_TASK TO COMPLETE_
Retype the lines below exactly, but only those from the line that has "Task: in the photo below, where can the eye" through the line that has "Task: in the photo above, where can the galvanized". Omit every picture.

_STUDY MATERIAL_
....

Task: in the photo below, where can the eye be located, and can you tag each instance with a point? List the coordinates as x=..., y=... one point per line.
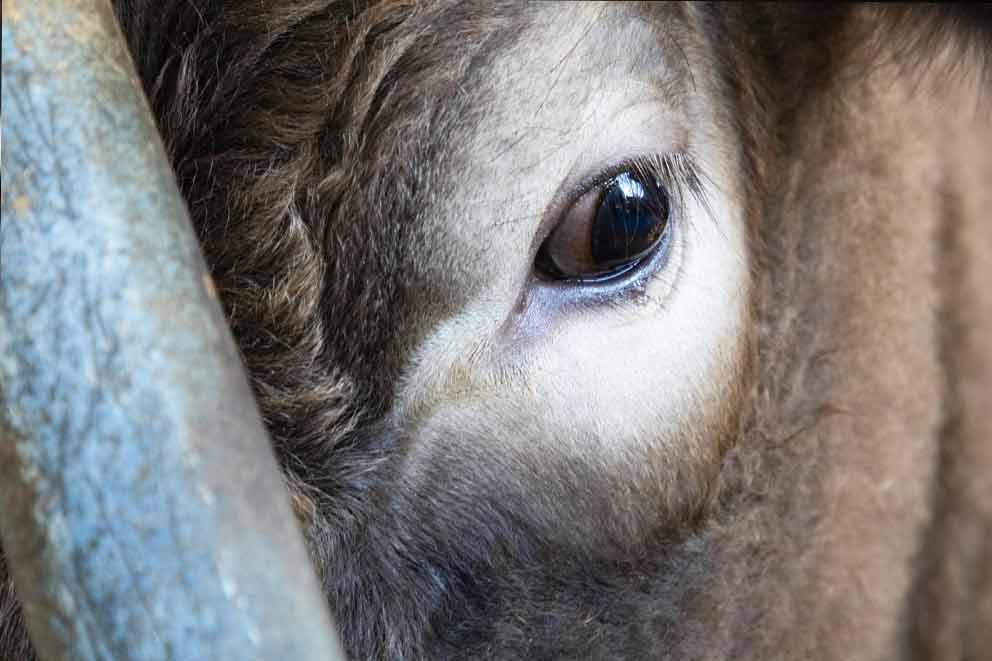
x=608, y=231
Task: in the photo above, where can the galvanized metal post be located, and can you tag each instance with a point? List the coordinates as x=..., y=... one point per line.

....

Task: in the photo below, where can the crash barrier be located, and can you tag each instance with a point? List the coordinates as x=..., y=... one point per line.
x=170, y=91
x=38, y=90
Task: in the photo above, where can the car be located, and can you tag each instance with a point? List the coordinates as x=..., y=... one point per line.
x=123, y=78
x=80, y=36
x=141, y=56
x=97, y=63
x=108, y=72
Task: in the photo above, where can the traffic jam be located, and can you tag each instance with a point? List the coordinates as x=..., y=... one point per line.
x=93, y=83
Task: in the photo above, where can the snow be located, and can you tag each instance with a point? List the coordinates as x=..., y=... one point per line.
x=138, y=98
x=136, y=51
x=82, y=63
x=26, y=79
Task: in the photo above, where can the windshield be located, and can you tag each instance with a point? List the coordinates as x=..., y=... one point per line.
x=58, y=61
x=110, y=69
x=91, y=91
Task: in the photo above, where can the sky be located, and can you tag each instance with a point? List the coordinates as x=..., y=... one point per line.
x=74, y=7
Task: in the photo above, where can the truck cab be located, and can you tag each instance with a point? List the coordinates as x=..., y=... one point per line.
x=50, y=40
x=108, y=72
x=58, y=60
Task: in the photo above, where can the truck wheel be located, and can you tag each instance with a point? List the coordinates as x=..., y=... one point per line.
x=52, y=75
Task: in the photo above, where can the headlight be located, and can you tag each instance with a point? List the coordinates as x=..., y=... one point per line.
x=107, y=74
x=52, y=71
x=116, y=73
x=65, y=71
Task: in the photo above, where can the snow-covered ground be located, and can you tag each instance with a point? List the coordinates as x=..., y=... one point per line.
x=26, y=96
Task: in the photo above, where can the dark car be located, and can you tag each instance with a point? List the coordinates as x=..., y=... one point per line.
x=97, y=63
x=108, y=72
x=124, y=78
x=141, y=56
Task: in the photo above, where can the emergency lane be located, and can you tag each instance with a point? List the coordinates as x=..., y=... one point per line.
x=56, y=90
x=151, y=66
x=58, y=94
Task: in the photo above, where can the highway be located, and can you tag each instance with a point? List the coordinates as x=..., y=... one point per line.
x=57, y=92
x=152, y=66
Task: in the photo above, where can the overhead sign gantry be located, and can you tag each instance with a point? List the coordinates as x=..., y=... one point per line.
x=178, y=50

....

_EXERCISE ANSWER_
Task: in the photo below, where can the eye be located, and can you tag each instance with a point? List the coordinates as x=..., y=... one point per line.
x=608, y=231
Task: in the photo above, where can the galvanized metal post be located, and can you tag each instance with a point? List the coordinates as x=..., y=... one point per line.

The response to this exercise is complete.